Prompt: Please copy exactly the lines from the top of the data through the line containing "Target: eyebrow", and nothing else.

***** Available data

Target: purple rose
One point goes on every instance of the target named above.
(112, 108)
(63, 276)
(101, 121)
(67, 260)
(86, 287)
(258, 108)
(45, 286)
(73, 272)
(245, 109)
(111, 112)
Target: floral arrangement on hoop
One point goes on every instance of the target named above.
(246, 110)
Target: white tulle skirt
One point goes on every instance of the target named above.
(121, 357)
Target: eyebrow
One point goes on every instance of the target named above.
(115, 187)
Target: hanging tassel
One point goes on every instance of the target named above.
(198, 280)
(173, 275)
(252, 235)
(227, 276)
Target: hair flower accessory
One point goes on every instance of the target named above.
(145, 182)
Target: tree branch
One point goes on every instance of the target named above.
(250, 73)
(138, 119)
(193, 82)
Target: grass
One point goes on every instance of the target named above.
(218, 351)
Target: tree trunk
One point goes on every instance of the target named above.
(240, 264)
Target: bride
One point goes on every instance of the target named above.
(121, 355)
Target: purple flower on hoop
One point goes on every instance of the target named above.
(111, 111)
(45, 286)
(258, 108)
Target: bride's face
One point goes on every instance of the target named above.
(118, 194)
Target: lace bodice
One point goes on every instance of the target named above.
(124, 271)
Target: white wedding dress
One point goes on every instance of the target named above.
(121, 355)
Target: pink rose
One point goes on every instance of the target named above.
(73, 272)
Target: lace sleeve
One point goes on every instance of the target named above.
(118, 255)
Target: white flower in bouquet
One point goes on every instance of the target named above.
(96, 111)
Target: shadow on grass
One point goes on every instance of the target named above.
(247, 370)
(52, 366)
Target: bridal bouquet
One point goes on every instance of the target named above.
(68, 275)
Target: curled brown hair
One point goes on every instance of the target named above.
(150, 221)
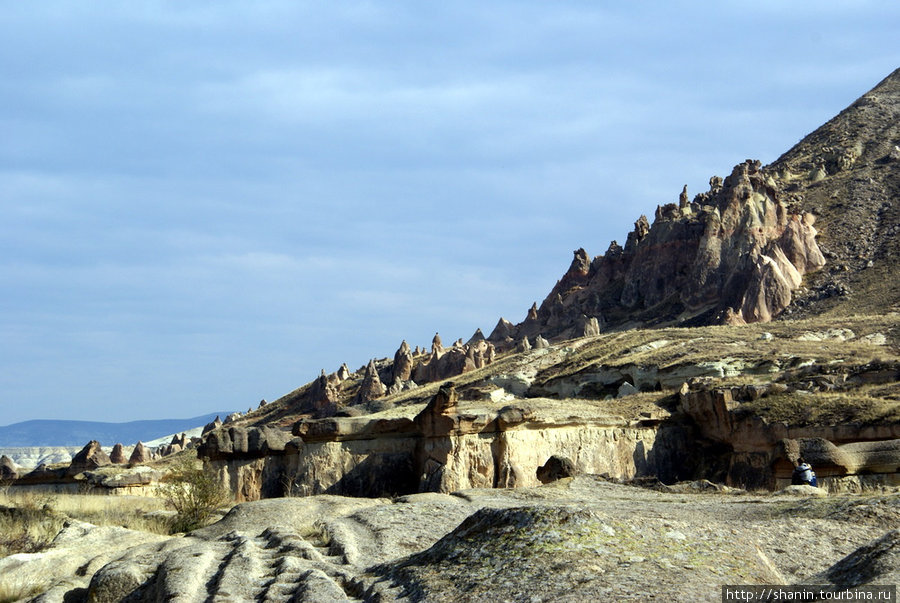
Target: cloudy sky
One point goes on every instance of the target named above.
(202, 204)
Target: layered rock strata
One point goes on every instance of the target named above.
(762, 454)
(444, 448)
(732, 255)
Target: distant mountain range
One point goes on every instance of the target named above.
(48, 432)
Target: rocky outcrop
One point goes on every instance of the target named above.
(8, 469)
(89, 458)
(763, 454)
(444, 448)
(214, 424)
(556, 468)
(140, 455)
(403, 363)
(371, 388)
(736, 254)
(323, 396)
(582, 540)
(117, 456)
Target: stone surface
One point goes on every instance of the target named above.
(89, 458)
(574, 540)
(140, 455)
(117, 456)
(8, 469)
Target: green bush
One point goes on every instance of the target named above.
(194, 492)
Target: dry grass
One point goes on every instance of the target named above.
(826, 408)
(30, 520)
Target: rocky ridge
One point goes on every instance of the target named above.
(596, 539)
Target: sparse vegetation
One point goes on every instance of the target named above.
(194, 492)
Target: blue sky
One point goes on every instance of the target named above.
(203, 204)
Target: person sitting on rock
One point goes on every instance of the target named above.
(803, 474)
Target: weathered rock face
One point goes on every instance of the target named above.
(214, 424)
(371, 388)
(444, 448)
(8, 470)
(403, 363)
(763, 454)
(89, 458)
(140, 454)
(117, 455)
(735, 253)
(582, 540)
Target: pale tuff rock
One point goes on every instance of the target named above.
(214, 424)
(476, 339)
(89, 458)
(524, 345)
(371, 387)
(556, 468)
(437, 347)
(450, 363)
(590, 326)
(8, 469)
(232, 418)
(117, 456)
(403, 363)
(735, 254)
(322, 396)
(503, 331)
(140, 454)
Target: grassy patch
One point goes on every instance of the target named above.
(826, 408)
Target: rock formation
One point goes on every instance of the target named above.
(371, 388)
(322, 397)
(117, 456)
(215, 424)
(140, 455)
(8, 469)
(403, 363)
(556, 468)
(89, 458)
(588, 541)
(736, 253)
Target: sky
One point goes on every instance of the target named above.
(204, 204)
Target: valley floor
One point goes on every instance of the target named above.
(576, 539)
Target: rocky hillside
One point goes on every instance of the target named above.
(747, 249)
(575, 540)
(605, 372)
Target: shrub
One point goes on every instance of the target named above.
(194, 492)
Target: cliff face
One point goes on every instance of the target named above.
(746, 250)
(443, 449)
(732, 255)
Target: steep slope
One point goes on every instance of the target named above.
(747, 250)
(847, 173)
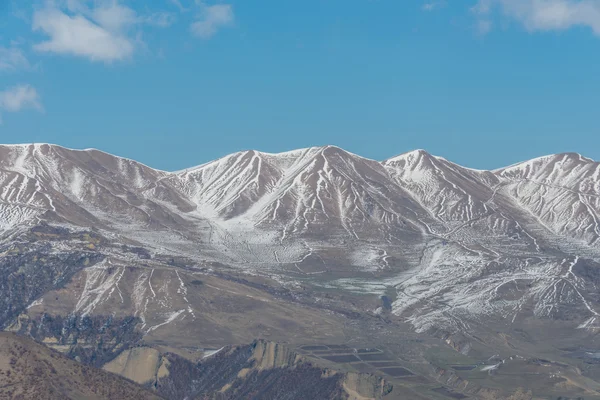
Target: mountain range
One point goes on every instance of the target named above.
(469, 279)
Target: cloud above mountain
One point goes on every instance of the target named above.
(18, 98)
(543, 15)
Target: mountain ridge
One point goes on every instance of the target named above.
(286, 152)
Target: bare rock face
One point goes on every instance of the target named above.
(108, 260)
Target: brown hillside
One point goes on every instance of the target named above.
(29, 370)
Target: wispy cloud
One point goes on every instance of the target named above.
(19, 98)
(544, 15)
(77, 35)
(433, 5)
(13, 59)
(105, 31)
(211, 19)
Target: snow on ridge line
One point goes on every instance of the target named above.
(291, 152)
(86, 150)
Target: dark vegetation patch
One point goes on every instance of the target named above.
(463, 367)
(312, 348)
(378, 364)
(27, 271)
(375, 357)
(206, 379)
(366, 351)
(448, 393)
(396, 371)
(341, 359)
(92, 340)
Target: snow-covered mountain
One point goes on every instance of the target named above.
(428, 229)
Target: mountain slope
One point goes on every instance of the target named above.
(100, 254)
(30, 370)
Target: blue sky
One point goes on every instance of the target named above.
(175, 83)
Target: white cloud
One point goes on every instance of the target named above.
(77, 35)
(211, 19)
(13, 59)
(19, 98)
(160, 19)
(545, 15)
(104, 31)
(433, 5)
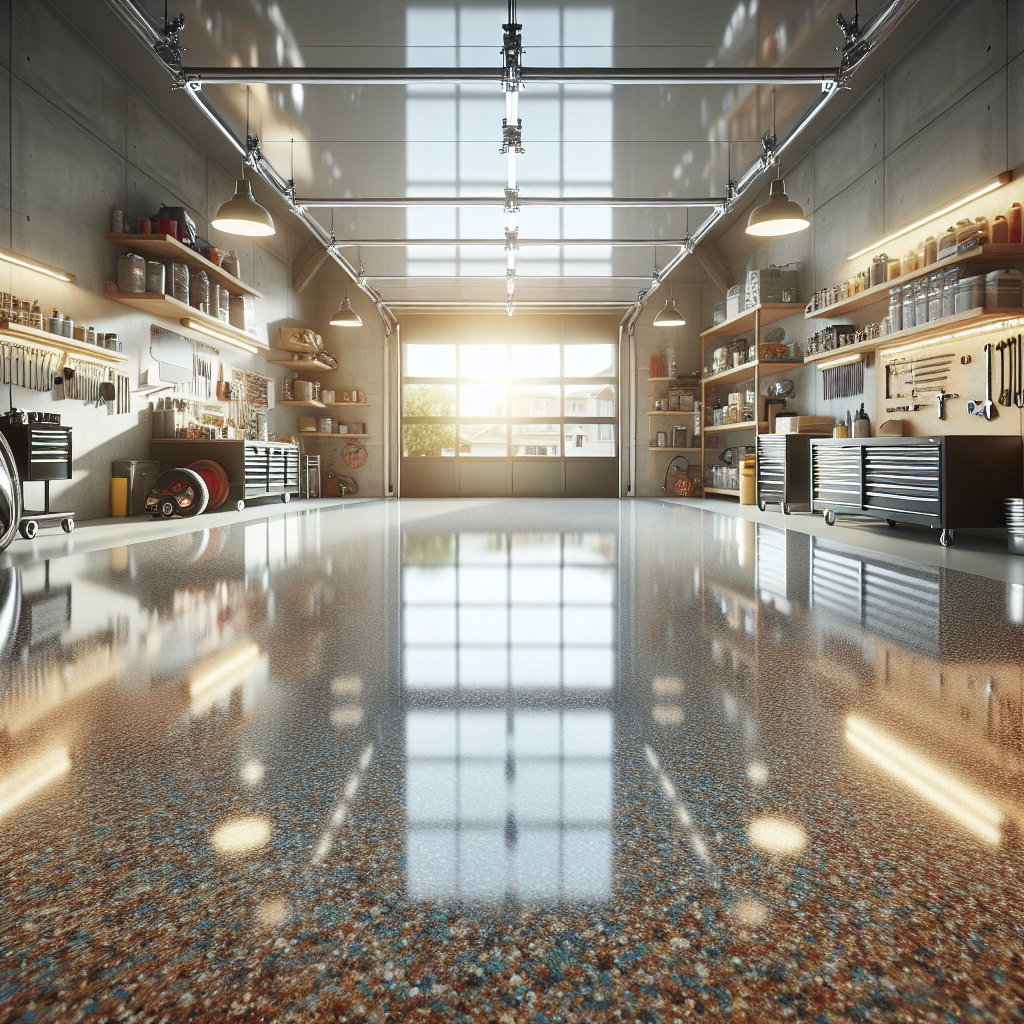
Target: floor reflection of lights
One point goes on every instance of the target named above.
(504, 797)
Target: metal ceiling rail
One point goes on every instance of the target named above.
(403, 202)
(197, 78)
(500, 244)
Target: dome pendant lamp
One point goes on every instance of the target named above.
(670, 315)
(242, 214)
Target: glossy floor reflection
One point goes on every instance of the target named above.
(509, 761)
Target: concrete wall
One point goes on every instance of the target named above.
(943, 119)
(78, 139)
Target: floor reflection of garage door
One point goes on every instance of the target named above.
(494, 420)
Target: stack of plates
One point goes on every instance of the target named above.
(1015, 525)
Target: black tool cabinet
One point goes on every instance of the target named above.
(956, 481)
(784, 471)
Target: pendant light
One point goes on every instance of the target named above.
(242, 214)
(670, 315)
(779, 215)
(346, 315)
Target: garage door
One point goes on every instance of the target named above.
(518, 419)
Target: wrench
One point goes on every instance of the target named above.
(987, 408)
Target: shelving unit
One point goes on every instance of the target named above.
(935, 330)
(986, 254)
(753, 320)
(158, 304)
(166, 247)
(43, 339)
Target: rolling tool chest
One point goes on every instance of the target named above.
(942, 482)
(783, 471)
(42, 453)
(255, 469)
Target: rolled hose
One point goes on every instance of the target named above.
(10, 496)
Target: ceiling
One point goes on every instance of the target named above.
(436, 139)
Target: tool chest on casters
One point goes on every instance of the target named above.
(951, 482)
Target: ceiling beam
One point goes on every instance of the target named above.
(196, 78)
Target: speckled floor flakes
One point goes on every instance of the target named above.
(516, 763)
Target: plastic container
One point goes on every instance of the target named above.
(131, 272)
(935, 296)
(1003, 290)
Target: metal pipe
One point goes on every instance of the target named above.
(150, 32)
(499, 244)
(199, 77)
(403, 202)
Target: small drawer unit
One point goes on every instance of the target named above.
(783, 471)
(955, 481)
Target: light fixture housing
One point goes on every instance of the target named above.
(346, 315)
(242, 214)
(779, 215)
(670, 315)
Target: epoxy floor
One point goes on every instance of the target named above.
(514, 761)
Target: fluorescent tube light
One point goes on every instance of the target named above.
(212, 332)
(996, 182)
(9, 256)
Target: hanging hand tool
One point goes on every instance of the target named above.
(987, 408)
(941, 399)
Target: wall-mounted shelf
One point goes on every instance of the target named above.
(936, 330)
(168, 248)
(43, 339)
(304, 366)
(728, 428)
(336, 437)
(158, 304)
(986, 254)
(741, 323)
(745, 372)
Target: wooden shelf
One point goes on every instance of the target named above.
(728, 428)
(935, 329)
(43, 339)
(986, 254)
(158, 304)
(745, 372)
(168, 248)
(741, 323)
(336, 437)
(304, 366)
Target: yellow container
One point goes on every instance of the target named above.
(747, 481)
(119, 497)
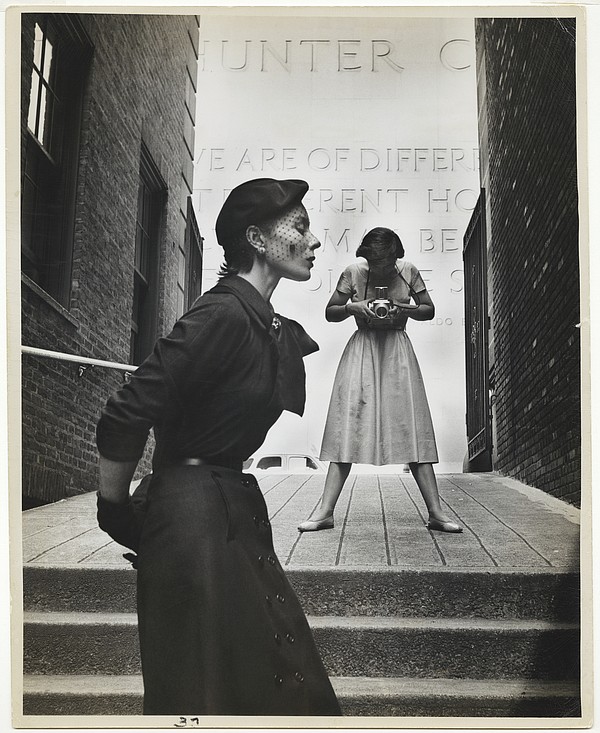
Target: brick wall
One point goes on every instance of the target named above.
(530, 177)
(135, 91)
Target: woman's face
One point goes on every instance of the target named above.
(290, 245)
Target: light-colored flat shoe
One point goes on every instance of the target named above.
(314, 525)
(443, 526)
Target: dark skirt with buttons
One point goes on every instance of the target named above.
(221, 630)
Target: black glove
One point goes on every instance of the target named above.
(119, 522)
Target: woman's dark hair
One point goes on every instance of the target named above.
(380, 242)
(239, 253)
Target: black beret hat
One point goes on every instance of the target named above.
(256, 201)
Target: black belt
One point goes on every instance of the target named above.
(223, 461)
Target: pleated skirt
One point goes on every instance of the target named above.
(221, 630)
(378, 412)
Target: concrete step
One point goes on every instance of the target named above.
(547, 594)
(359, 696)
(99, 643)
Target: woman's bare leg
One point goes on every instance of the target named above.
(334, 483)
(425, 478)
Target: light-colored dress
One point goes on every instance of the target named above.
(378, 413)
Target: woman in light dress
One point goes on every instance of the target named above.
(378, 413)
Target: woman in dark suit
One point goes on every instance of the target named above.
(221, 631)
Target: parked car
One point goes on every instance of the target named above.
(284, 463)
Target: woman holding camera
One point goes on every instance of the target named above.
(378, 413)
(221, 630)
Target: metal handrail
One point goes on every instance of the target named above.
(81, 360)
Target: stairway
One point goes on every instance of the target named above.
(397, 642)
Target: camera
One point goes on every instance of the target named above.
(382, 305)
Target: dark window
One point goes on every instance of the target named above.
(59, 62)
(151, 199)
(269, 462)
(194, 249)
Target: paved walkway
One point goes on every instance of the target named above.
(380, 522)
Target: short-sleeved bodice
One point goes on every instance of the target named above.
(359, 284)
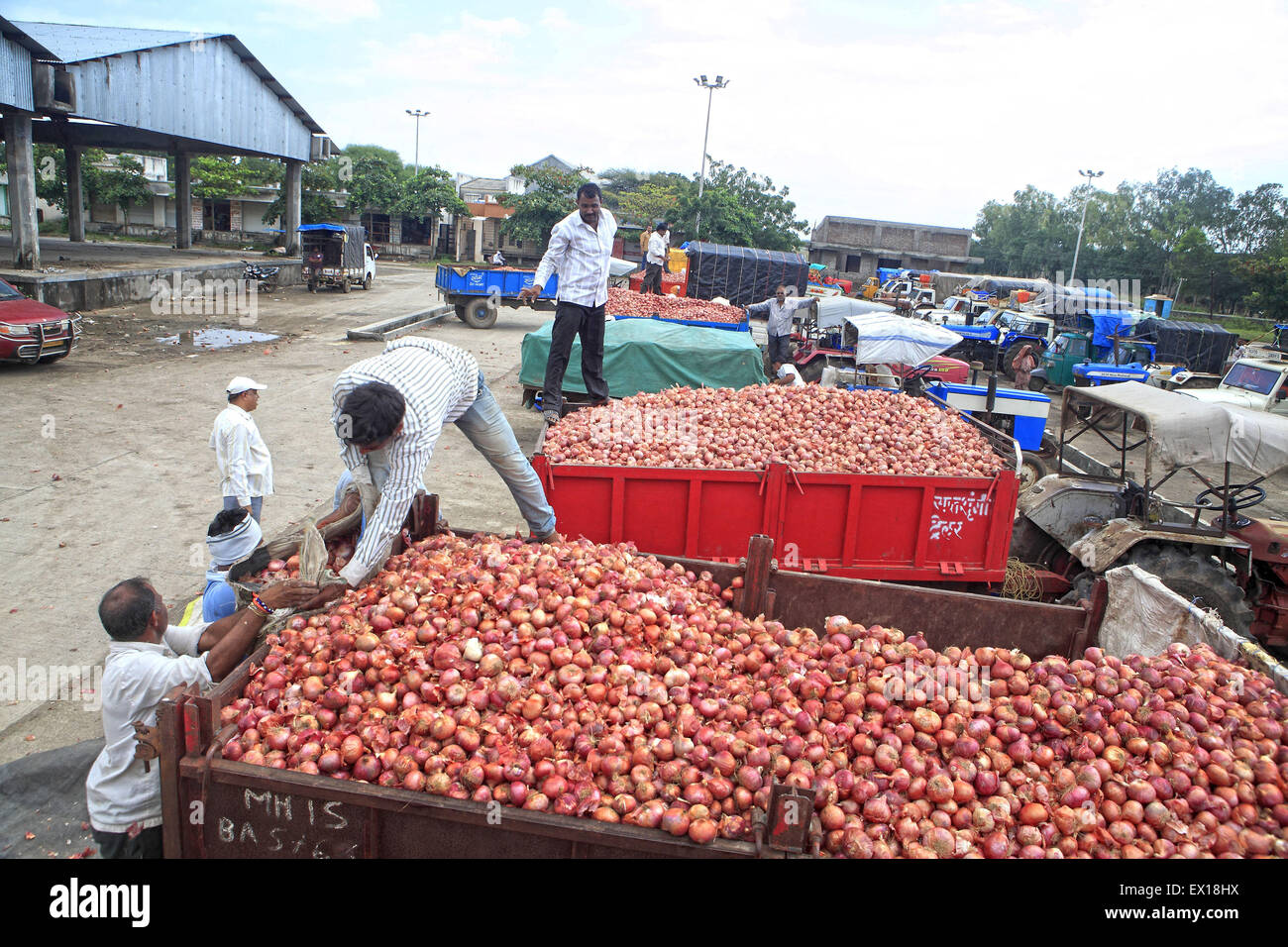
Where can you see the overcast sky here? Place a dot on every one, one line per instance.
(913, 111)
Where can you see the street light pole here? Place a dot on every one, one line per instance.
(1090, 176)
(416, 115)
(702, 174)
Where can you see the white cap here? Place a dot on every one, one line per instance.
(244, 384)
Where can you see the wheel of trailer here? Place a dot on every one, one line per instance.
(1199, 579)
(1081, 590)
(480, 315)
(1031, 470)
(812, 369)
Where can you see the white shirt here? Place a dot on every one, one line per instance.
(786, 369)
(245, 466)
(780, 316)
(580, 254)
(439, 382)
(657, 249)
(136, 677)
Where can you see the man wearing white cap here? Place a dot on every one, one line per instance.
(245, 466)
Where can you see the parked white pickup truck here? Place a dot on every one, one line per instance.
(1248, 382)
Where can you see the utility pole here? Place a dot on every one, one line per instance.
(416, 115)
(702, 174)
(1090, 176)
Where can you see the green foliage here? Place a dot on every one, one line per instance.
(215, 178)
(550, 198)
(742, 209)
(1180, 230)
(114, 179)
(429, 193)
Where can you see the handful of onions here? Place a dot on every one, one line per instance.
(593, 682)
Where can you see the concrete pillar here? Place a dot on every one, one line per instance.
(22, 189)
(183, 201)
(75, 196)
(291, 222)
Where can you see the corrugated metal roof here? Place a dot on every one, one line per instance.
(73, 43)
(77, 42)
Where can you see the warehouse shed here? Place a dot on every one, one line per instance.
(179, 93)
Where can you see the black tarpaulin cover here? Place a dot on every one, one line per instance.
(742, 274)
(1199, 346)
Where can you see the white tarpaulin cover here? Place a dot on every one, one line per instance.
(832, 311)
(1184, 431)
(1144, 617)
(885, 339)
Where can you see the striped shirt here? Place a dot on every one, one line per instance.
(580, 254)
(439, 382)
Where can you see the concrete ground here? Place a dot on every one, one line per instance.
(106, 472)
(60, 256)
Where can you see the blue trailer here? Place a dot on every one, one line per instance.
(477, 292)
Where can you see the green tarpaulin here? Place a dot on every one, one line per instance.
(651, 356)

**********

Your response:
Target: purple rose
One point goes on every instance of the target named above.
(112, 108)
(63, 276)
(101, 121)
(67, 260)
(86, 287)
(258, 108)
(45, 286)
(73, 272)
(245, 109)
(111, 112)
Target: floral arrangement on hoop
One point goes on every instance of the target named above.
(246, 110)
Target: white tulle skirt
One point goes on every instance of the target named above.
(121, 357)
Target: eyebrow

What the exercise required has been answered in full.